**STATED PROBLEM A**
Translate this sentence from the road trip diary into Spanish: "It was hard to find a room due to the huge population of bikers en route to the rally in Sturgis."
**STATED PROBLEM B**
Pick up the road trip diary after its last sentence and keep writing in the same voice.

September 3rd, 2008 · 1 Comment

August 6, 2008
Around 7 AM

Gross Ventre Campground, Grand Teton N.P. 

This is my first real chance to write so far on the trip.  A recap so far:

August 3: Our 5 AM departure became a 9 AM departure.  We were planning to drive 13 hours today and camp at Badlands National Park, SD, where buffalo roam freely through the campgrounds.  Instead, we found a motel in Murdo, SD–population 612.  It was hard to find a room due to the huge population of bikers en route to the rally in Sturgis.  We got the “family suite” in a little hole in the wall motel there, and breakfast in a beautiful little diner–also full of bikers.  

Every town in SD has some little bit of kitsch to stop for: Wall Drug, the Corn Palace, etc.  We stop for none of it, but Adrienne remarks of the Corn Palace, “what else do you do in a state that doesn’t exist besides go see things that shouldn’t exist?

I took no pictures on the third–nothing was very photogenic that day, and what there was we didn’t stop for.  You’ll have to read below the cut to get to the first picture.

Location identification items:
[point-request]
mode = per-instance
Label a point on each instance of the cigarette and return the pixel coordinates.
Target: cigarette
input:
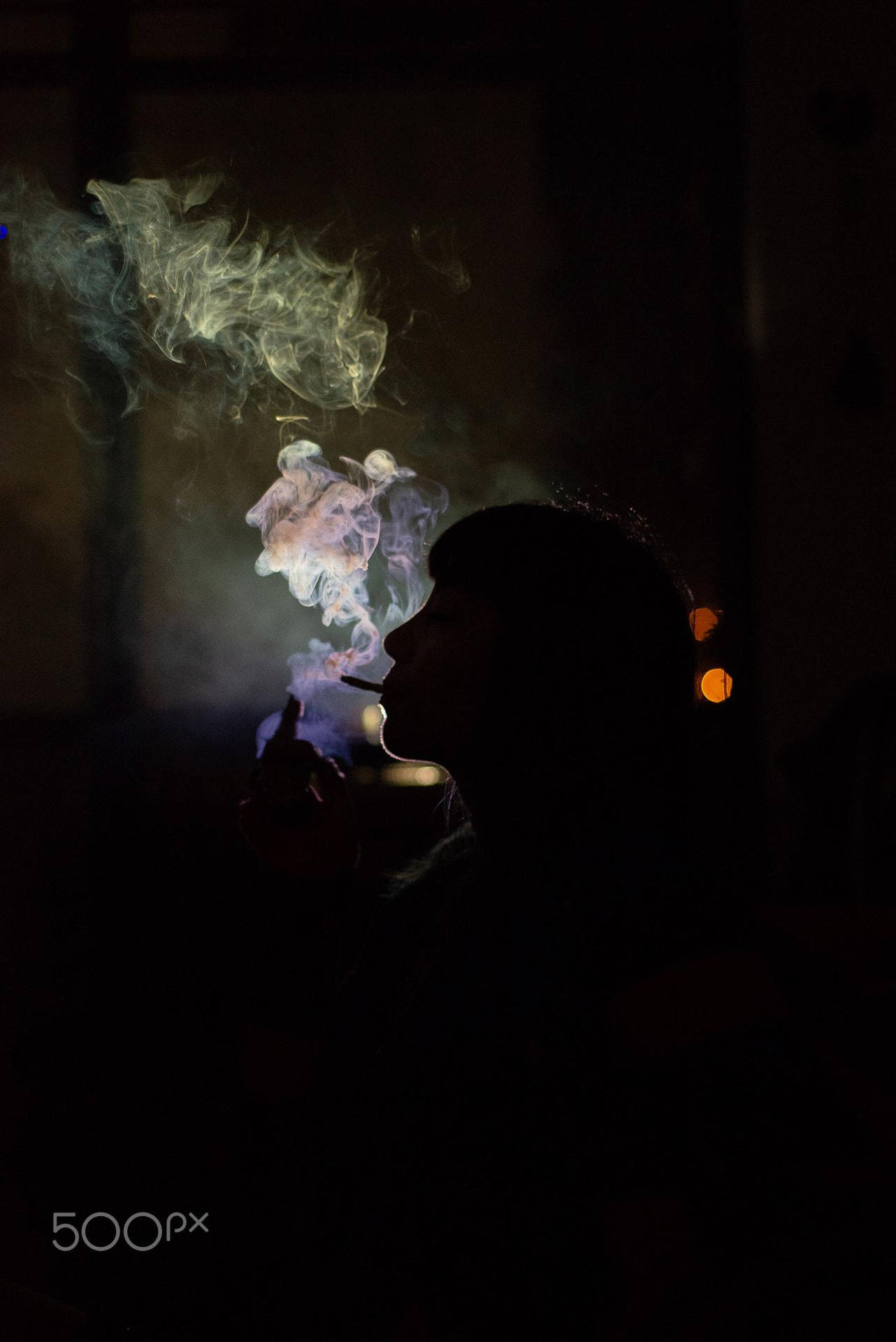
(361, 685)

**RESPONSE A**
Fue difícil encontrar una habitación debido a la enorme cantidad de motociclistas que iban de camino al rally de Sturgis.

**RESPONSE B**
August 4: Due to again getting a late start, not making expected progress yesterday, and multiple stops along the way, we realize that we won’t make Grand Teton NP tonight–at least, not in time to get a campsite.  I note that we are passing LOTS of National Forest campgrounds, and we agree to stop in one of them.  We identify Shoshone NF, near the park, as a potential target.  The road passes through the Wind River Indian Reservation, including the gorgeous natural wonder of Wind River Canyon–made slightly less beautiful by the fact that most of the inner cañon outside of the river is taken up by the freeway and the railway.  This is typical of US Indian policy, and must be supremely insulting to the folks who live there: we, the beneficent United States, will “allow” the Natives to keep nominal sovereignty over their cañon, but we shall “improve” it for them by paving it and running smoky trains through it.  They should thank us.  Really?  There’s no other route that I-90 could have taken?  That cañon would have made for such wonderful hiking and backpacking!  Now, admittedly, it makes for very nice driving…

We stopped in the town of Riverton for Ice Cream.  Yum!  But, more time lost.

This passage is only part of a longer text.